### Extract provided
Let me suggest a few ways of estimating the value of Fi. An excellent, yet time consuming way to determine whether the code implements just what the use cases specify is to perform code inspections on all code that gets checked in to the project. An inspection is somewhat different from a review in that you are looking for specific things. In this case, you try to identify the specific features implemented in the code and then map them to the use cases.

A second way of locating unspecified, yet implemented features is to let your testers perform a type of exploratory testing on the software. Exploratory testing is a technique popularized by Cem Kaner and James Bach.8 Using this technique, the tester does not start with a set of test cases or any other pre-defined testing script. The tester simply begins to "explore" the software to see what it can do. The tester tries to determine what the product allows him to do. You could provide the tester with the use cases and let him explore the product with the use cases as a guide. When the tester tries something that's not in the use cases, he records it as implemented-but-not-specified.

My preferred method of finding the value of Fi involves a hybrid approach:

  • First, you run your acceptance tests that are based strictly on the use cases. These must all pass before going onto the next step.
  • Second, run your acceptance tests under a code coverage tool. The code that is executed represents the code required to implement all of Fs.
  • Finally, examine the code that was not executed during your tests. This code either implements exception conditions or implements unspecified features. Ideally, this is a small amount of code and thus it is easy to identify the unspecified features.

The above metric, U, tells us whether the developers implemented just what was specified. But does a value (significantly) less than 1 mean the developers didn't do a good job of adopting use-case-driven development? Perhaps the use cases changed as the project progressed, but the team did not bother to update the use cases. Perhaps they relied on a more informal way to communicate new scenarios and use cases. This would indicate that the actual process used the written, controlled use cases as a starting point -- not necessarily a bad situation, but different from the planned process.

### Stored rows
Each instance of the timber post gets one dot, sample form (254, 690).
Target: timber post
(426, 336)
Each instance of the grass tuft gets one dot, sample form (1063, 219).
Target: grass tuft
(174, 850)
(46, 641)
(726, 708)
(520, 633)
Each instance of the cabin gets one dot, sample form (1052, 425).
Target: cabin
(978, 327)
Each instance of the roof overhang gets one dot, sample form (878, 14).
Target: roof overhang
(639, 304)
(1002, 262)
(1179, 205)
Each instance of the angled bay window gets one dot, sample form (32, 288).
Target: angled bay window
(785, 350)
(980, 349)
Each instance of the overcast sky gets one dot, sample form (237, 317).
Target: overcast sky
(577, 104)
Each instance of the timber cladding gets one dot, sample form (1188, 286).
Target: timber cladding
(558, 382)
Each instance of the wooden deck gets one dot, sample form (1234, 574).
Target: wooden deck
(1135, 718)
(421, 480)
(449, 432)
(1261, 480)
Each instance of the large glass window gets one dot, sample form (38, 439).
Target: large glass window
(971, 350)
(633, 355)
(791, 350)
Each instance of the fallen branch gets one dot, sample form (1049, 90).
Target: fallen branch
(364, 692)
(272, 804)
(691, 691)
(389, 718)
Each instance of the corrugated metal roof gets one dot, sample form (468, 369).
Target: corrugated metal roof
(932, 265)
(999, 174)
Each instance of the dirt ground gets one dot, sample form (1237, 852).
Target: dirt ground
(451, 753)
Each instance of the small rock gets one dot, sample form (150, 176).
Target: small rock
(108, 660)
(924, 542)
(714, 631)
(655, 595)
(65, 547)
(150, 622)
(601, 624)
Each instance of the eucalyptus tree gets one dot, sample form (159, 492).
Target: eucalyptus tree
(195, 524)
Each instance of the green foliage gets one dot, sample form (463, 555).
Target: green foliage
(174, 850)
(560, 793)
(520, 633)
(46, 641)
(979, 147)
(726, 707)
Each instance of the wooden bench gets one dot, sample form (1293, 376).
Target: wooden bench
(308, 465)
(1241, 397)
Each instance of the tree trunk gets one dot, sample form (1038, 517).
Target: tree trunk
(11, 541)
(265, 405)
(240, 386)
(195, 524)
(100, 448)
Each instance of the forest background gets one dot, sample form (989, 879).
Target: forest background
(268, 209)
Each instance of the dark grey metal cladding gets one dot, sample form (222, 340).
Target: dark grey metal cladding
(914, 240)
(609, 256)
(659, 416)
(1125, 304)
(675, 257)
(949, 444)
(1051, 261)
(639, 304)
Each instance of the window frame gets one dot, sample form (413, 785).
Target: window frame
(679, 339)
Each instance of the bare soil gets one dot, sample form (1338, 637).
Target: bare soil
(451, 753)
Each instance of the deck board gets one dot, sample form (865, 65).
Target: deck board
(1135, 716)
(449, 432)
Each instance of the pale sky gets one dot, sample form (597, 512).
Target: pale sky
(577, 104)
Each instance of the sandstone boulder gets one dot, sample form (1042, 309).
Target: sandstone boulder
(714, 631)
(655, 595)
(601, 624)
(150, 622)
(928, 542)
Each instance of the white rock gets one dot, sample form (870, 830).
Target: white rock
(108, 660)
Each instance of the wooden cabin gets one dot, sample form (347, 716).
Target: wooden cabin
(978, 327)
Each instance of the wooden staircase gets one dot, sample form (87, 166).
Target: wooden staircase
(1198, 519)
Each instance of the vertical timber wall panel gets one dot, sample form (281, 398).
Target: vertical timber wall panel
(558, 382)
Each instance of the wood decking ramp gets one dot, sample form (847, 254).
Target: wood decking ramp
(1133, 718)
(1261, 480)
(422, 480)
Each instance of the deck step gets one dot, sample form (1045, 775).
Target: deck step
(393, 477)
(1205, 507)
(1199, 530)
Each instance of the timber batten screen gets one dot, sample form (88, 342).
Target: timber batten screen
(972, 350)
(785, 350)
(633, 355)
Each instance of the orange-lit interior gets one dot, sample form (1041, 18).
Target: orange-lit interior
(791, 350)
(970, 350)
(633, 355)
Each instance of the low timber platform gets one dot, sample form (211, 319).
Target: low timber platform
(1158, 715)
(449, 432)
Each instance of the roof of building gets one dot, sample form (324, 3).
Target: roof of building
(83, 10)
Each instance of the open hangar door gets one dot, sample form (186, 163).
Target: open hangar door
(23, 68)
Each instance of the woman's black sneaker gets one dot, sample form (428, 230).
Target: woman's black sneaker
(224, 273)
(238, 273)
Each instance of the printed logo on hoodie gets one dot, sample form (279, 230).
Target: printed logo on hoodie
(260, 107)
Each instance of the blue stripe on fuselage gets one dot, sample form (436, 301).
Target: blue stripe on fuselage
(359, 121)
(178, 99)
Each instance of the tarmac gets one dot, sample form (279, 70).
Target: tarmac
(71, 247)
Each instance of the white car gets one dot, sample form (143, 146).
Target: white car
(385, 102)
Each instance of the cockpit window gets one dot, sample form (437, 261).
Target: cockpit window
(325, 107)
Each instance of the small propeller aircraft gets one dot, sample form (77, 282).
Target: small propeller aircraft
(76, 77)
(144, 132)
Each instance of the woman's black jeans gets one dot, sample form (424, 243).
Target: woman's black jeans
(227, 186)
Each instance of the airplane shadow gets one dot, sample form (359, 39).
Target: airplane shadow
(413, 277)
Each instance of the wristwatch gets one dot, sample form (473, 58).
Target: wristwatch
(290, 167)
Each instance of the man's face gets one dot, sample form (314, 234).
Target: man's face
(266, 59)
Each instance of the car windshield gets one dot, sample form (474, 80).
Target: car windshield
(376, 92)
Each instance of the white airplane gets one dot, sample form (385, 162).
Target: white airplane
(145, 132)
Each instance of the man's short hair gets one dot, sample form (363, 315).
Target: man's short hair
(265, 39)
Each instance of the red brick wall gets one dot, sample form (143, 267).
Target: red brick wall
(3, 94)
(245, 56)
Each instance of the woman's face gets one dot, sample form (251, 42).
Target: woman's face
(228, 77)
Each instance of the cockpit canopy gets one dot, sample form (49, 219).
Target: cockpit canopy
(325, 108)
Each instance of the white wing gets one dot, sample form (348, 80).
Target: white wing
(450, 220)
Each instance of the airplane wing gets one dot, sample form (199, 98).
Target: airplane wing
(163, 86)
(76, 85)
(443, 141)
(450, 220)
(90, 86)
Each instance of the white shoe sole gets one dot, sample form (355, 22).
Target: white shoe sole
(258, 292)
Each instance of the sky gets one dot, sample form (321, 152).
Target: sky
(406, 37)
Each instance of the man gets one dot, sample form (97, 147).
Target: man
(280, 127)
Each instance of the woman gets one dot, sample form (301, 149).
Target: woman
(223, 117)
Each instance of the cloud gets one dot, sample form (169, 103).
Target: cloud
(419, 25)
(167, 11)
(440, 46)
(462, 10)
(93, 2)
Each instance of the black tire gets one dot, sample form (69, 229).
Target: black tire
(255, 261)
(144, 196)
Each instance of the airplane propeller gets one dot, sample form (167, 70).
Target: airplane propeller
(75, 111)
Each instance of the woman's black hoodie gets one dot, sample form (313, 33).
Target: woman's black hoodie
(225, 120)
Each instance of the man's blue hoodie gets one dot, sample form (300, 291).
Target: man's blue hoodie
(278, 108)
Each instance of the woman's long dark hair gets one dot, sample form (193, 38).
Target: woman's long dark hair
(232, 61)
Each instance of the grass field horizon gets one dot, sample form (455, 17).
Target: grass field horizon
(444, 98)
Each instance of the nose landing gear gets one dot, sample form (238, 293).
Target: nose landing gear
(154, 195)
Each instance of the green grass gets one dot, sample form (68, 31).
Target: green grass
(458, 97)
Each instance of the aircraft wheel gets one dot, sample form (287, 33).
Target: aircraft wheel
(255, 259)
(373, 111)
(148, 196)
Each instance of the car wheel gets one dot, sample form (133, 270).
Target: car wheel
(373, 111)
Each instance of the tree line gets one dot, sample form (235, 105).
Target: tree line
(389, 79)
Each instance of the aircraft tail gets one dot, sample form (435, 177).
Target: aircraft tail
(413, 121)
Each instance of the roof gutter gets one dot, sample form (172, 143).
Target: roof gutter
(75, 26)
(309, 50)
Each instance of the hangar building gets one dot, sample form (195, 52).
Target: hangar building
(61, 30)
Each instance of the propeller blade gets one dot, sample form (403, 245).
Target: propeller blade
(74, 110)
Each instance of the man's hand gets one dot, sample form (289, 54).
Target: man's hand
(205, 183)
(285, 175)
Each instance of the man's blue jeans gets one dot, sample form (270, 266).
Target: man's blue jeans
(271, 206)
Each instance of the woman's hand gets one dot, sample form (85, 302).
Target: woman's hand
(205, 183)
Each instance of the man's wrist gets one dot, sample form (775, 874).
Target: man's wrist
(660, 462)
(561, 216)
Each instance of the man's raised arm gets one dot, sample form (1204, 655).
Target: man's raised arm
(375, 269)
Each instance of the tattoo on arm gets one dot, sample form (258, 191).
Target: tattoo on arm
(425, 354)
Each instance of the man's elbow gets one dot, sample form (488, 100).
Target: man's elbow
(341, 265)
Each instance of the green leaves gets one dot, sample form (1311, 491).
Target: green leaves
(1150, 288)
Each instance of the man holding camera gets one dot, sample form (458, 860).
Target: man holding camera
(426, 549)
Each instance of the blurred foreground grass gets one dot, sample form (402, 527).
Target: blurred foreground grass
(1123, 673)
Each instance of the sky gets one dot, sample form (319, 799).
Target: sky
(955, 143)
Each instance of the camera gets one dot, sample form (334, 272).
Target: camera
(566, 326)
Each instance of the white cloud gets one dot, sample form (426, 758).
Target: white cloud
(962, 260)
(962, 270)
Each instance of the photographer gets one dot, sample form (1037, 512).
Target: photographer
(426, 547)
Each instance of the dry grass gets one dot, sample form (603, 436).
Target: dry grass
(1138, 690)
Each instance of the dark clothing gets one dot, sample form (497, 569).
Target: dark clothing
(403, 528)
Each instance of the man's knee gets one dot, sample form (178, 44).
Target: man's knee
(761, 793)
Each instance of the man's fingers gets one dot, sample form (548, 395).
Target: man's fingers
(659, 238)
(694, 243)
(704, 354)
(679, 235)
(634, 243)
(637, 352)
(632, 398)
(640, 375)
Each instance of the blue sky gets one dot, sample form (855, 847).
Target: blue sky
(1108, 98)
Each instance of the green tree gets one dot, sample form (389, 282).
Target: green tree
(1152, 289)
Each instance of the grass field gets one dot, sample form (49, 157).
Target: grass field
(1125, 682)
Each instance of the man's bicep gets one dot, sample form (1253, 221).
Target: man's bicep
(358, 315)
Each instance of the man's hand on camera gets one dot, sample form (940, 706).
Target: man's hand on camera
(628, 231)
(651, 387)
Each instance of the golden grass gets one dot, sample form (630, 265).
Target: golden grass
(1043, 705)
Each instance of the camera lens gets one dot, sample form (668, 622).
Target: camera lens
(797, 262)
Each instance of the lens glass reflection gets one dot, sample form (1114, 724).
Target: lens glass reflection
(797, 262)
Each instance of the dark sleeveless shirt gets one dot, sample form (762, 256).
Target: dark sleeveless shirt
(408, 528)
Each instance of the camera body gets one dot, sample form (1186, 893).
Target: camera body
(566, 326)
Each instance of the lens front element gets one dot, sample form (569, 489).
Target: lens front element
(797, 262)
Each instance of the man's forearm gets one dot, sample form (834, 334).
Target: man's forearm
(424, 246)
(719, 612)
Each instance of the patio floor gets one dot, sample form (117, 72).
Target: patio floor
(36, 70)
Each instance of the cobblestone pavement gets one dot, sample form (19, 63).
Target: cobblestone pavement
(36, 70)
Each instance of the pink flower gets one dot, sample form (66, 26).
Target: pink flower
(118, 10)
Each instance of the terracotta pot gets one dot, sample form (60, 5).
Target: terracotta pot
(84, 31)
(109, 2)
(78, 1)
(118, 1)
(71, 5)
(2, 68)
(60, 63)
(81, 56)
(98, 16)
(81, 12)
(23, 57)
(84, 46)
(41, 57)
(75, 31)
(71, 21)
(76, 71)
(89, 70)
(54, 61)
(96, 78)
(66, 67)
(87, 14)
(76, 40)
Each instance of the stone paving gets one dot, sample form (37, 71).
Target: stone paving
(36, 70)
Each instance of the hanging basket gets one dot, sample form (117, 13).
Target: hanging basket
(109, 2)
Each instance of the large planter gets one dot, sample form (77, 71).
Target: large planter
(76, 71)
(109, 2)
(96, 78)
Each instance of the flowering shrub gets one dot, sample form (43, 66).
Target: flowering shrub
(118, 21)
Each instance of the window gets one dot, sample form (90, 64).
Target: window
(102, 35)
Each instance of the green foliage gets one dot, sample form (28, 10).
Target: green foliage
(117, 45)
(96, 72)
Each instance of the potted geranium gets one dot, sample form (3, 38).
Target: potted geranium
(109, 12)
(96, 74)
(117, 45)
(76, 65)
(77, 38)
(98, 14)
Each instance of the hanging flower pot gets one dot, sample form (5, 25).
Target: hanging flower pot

### What is being asked
Carry on the passage about measuring use-case-driven development from the point where it ends.

### Task answer
When you examine the code not executed in your tests, it's a good idea to have a person responsible for requirements determine if the requirements were changed, but not formally updated. In fact, a quick way to see if this might be the case is to look at the version control log for your use-case artifacts. If they were never changed after the initial version, you can be fairly sure that the team did not keep the requirements up to date; at least keep them in a persistent form in the use cases.

Iterative development

Any tailored RUP-based process, except for the most trivial project, will contain guidance for iterative development where the software is built incrementally in iterations. Typically, the first couple of iterations are devoted to elaborating the key requirements and developing an executable architecture.9 After these iterations, each iteration should produce a working, if incomplete, system.

What questions might we ask to see if our team actually performs iterative development?

One of the characteristics of an iteration is that it is time-boxed. That is, at the beginning of the iteration, you determine its end date. When that date arrives, the iteration is over. You consider only complete features, or whatever you are using to measure progress, as an iteration deliverable. If there is a feature that is almost done, but needs just a little more work, it is not part of the iteration's deliverables -- that is, you also do not decide to extend the iteration's end date to accommodate the feature. So one question might be "Were the iterations actually time-boxed?" That is, was an iteration end date established at the beginning of the iteration and was it the actual end of the iteration?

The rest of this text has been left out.